"""
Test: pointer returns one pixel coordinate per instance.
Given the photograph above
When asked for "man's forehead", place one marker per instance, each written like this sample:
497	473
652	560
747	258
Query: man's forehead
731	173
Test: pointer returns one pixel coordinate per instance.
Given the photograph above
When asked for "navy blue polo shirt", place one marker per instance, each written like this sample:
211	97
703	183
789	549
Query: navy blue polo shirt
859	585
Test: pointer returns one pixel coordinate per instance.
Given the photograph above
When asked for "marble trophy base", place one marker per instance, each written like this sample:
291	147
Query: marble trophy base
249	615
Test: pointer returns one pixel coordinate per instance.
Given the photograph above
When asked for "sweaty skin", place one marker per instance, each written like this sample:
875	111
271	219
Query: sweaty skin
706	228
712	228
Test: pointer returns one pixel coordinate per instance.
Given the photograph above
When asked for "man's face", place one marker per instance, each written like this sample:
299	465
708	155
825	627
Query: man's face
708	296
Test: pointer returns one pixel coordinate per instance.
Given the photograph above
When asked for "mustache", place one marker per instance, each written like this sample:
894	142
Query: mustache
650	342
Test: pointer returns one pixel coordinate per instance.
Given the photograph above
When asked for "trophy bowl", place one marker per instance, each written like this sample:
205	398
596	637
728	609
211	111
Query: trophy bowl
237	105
"""
The problem:
Output the full listing without altering anything.

Result for this task:
Test: pointer returns one pixel coordinate per instance.
Given the photograph above
When asked for "man's forehead", place one marker per instance, each written like this sample:
497	473
652	560
747	258
Query: man's forehead
731	173
Test: pointer returns one pixel coordinate per instance.
Given the photograph above
When asked for "navy blue polo shirt", place one marker per instance, each written like this sample:
211	97
703	183
789	549
Query: navy blue polo shirt
859	585
Test: pointer returns one pixel coordinate per instance.
Given the photograph above
When asked for "marble trophy base", place one marker per instance, each written like this sample:
291	147
Query: marble trophy base
249	615
Test: pointer returns one pixel coordinate per instance.
Given the photograph above
When asked for "sweaty skin", place one marker per instance, each written like this sample:
875	111
271	219
Query: sweaty skin
706	228
712	228
Test: pointer returns one pixel coordinate per instance.
Given the photograph above
When asked for "man's face", place one marker per instance, each written like this sample:
299	465
708	155
825	627
Query: man's face
708	296
Test: pointer returns one pixel coordinate per instance.
Given the photograph above
When asked for "mustache", place one marker per instance, each written like this sample:
894	142
Query: mustache
650	342
Test: pointer returns one pixel coordinate per instance.
Given the photograph above
When asked for "trophy bowl", place one marker per instance, each written like this sample:
205	398
596	637
728	609
211	111
Query: trophy bowl
237	105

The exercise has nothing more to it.